EXERCISE TASK:
Rewrite every line of the items below as a numbered list, omitting any blank lines.

Contour labeling items

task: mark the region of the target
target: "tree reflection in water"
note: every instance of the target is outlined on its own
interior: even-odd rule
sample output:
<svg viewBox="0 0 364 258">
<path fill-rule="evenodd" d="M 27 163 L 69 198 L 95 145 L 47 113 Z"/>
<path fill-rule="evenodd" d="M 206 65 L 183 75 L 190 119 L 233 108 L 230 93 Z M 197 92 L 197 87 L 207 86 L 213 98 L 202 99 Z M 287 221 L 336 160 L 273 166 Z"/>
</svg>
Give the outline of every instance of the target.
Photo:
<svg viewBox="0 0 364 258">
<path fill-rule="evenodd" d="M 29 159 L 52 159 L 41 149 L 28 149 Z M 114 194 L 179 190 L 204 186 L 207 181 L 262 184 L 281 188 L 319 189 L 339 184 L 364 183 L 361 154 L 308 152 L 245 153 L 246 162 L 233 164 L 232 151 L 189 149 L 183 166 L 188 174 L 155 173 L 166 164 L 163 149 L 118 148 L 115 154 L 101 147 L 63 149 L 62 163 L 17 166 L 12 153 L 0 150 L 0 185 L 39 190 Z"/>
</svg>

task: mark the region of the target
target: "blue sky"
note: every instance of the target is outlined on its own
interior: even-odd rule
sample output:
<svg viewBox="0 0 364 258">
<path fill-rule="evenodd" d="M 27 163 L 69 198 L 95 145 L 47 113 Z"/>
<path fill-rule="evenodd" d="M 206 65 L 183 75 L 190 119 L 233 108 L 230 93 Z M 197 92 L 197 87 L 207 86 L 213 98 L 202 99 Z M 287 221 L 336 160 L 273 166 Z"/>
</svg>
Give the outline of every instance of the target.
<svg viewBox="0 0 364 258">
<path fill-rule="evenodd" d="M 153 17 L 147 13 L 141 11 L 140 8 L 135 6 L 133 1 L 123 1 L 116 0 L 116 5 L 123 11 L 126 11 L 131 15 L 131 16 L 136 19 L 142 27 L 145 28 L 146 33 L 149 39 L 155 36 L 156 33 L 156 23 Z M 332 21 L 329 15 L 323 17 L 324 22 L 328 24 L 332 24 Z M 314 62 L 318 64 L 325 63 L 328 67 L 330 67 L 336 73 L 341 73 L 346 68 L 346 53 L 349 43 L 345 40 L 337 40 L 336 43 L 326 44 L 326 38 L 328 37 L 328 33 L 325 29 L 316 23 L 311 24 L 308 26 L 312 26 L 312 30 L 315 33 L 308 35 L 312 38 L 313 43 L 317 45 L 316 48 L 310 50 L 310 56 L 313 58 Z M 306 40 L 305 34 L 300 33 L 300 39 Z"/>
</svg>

THE ANSWER:
1. task: mark the region of the target
2. target: "tree reflection in water"
3. note: every instance of the target is outlined on its own
4. interior: even-odd rule
5. sample output:
6. <svg viewBox="0 0 364 258">
7. <path fill-rule="evenodd" d="M 27 163 L 69 198 L 95 145 L 47 113 Z"/>
8. <path fill-rule="evenodd" d="M 206 65 L 183 75 L 190 119 L 233 108 L 230 93 Z M 197 92 L 197 87 L 207 86 L 213 98 L 202 99 Z M 287 221 L 336 160 L 273 166 Z"/>
9. </svg>
10. Give the outline of every instance of the target.
11. Photo:
12. <svg viewBox="0 0 364 258">
13. <path fill-rule="evenodd" d="M 29 159 L 52 159 L 41 149 L 28 149 Z M 114 194 L 179 190 L 204 186 L 207 181 L 262 184 L 281 188 L 319 189 L 339 184 L 364 183 L 361 154 L 308 152 L 245 153 L 246 162 L 233 164 L 232 151 L 189 149 L 183 166 L 188 174 L 155 173 L 166 164 L 163 149 L 118 148 L 115 154 L 101 147 L 63 149 L 62 163 L 17 166 L 12 153 L 0 150 L 0 185 L 39 190 Z"/>
14. </svg>
15. task: mark the region of the target
16. target: "blue sky"
17. note: every instance of the target is outlined on its own
18. interior: even-odd rule
19. sample output:
20. <svg viewBox="0 0 364 258">
21. <path fill-rule="evenodd" d="M 27 163 L 69 198 L 95 145 L 47 113 Z"/>
22. <path fill-rule="evenodd" d="M 206 65 L 183 75 L 190 119 L 233 108 L 230 93 Z M 197 92 L 197 87 L 207 86 L 213 98 L 202 99 Z M 287 221 L 336 160 L 273 166 Z"/>
23. </svg>
24. Give the outline of every instance of the target.
25. <svg viewBox="0 0 364 258">
26. <path fill-rule="evenodd" d="M 153 17 L 147 13 L 141 11 L 140 8 L 135 6 L 133 1 L 123 1 L 116 0 L 116 5 L 123 11 L 126 11 L 131 15 L 131 16 L 136 19 L 142 27 L 145 28 L 146 33 L 149 39 L 155 36 L 156 33 L 156 23 Z M 332 21 L 329 15 L 323 17 L 324 22 L 328 24 L 332 24 Z M 314 62 L 318 64 L 325 63 L 328 67 L 330 67 L 336 73 L 341 73 L 346 68 L 346 53 L 349 43 L 345 40 L 337 40 L 336 43 L 326 44 L 326 38 L 328 37 L 328 33 L 325 29 L 316 23 L 311 24 L 308 26 L 312 26 L 312 30 L 315 33 L 308 35 L 312 38 L 313 43 L 317 45 L 316 48 L 310 50 L 310 56 L 313 58 Z M 306 40 L 305 34 L 300 33 L 300 39 Z"/>
27. </svg>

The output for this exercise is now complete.